[Stored data entries]
Content starts

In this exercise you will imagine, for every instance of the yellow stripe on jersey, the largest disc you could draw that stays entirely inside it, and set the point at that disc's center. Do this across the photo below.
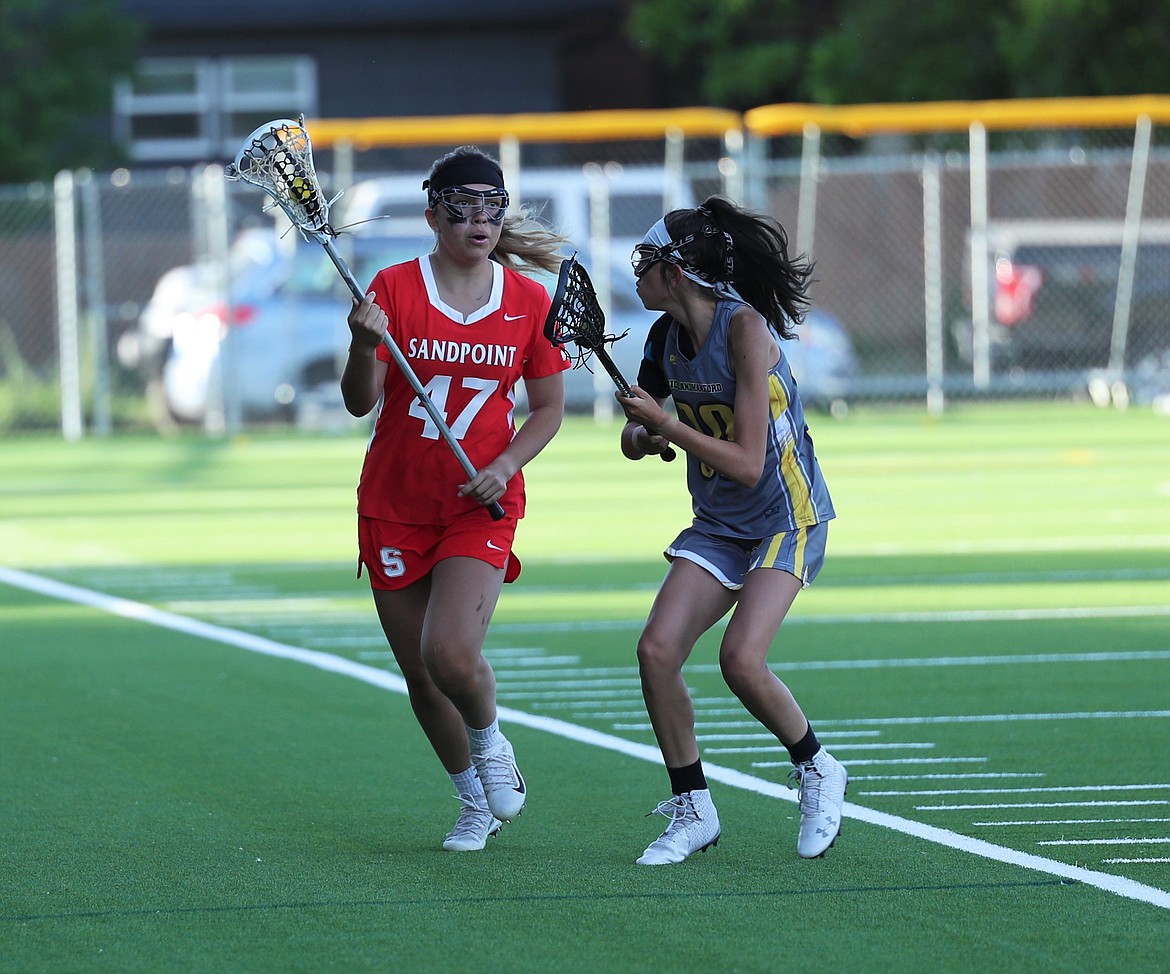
(790, 468)
(798, 555)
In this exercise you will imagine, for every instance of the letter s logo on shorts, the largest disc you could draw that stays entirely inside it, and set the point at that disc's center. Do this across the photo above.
(392, 564)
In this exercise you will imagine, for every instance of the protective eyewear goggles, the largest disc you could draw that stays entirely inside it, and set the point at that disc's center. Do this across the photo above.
(646, 254)
(462, 204)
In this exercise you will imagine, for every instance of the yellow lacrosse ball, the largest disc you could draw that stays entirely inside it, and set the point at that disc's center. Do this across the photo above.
(301, 189)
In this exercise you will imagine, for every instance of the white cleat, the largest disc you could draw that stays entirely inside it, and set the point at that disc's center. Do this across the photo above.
(473, 827)
(821, 781)
(694, 828)
(502, 781)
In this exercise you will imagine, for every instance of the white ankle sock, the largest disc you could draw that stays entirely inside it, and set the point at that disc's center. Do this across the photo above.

Content ends

What is required
Reproduce all entries above exactly, minus the images.

Finished exercise
In this exercise you will imagine, for every instance of the yellow stripe on jersey, the largest disc you could draw that stays entirely inside it, and set the point at that disc's center. Do this across the photo below.
(790, 468)
(798, 555)
In this exercise you will imagine, for every instance of the letter s logo on shorts, the largest disc you could draw that stays entirely inside it, and set the point at that disc's center. Do this across the photo above.
(392, 564)
In this exercise you will imagine, for every instance of the protective eyewear goggles, the largest disc you could draw that stays entirely inside it, and set the point at that disc's center. Do this across the photo above.
(646, 254)
(462, 204)
In this exercise you will imagine, for every instance of the yellow lacrosse ball, the largest disc you could draw that stays entirely inside it, and set the point at that disc's center. Do this across the photo above.
(301, 189)
In this exercise you will imagine, for every instance of the white cleat, the largest disc you could draw that stays entirely inside it, and set the point at that disc's center. Do this across the photo above.
(473, 827)
(821, 781)
(694, 828)
(502, 781)
In this exercise you will imagine, for every instance of the white ankle sock, the largest disc you could draw that stays entirely inside it, and set the point at that disc's center. Do this across the photo above.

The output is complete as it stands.